● Requirement
Put everything from the line containing "For each <instance>" down to the line containing "171V180L273 181L275 170ZM299" into a numbered list, leaving out blank lines.

● Material for this task
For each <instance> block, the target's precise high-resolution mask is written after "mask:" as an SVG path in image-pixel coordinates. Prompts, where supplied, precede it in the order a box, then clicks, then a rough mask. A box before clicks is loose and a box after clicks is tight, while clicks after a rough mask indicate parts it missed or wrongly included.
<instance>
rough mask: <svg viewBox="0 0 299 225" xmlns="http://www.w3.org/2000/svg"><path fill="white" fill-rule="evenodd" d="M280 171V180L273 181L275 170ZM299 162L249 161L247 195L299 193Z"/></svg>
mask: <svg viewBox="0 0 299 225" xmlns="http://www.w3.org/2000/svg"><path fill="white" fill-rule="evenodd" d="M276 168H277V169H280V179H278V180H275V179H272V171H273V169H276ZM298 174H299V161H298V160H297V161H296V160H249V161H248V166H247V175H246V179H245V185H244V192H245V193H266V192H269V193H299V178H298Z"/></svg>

---

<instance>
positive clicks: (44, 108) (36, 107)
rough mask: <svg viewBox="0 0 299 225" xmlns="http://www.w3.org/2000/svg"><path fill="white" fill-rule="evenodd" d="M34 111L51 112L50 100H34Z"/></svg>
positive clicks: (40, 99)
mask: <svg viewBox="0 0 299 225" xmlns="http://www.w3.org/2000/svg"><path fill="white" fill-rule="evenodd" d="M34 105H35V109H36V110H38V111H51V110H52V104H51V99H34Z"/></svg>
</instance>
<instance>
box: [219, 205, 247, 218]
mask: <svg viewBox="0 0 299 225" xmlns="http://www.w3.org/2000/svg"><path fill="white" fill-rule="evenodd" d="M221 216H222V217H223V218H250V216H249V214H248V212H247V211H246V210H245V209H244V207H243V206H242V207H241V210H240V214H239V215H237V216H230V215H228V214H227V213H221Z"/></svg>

● Result of the exercise
1. For each <instance> block, the target's precise high-resolution mask is written after "mask:" as an SVG path in image-pixel coordinates. Prompts, where supplied, precede it in the order a box, then clicks, then a rough mask. A box before clicks is loose and a box after clicks is tight, while clicks after a rough mask indicate parts it missed or wrongly included.
2. <instance>
3. rough mask: <svg viewBox="0 0 299 225" xmlns="http://www.w3.org/2000/svg"><path fill="white" fill-rule="evenodd" d="M280 171V180L273 181L275 170ZM299 162L249 161L247 195L299 193Z"/></svg>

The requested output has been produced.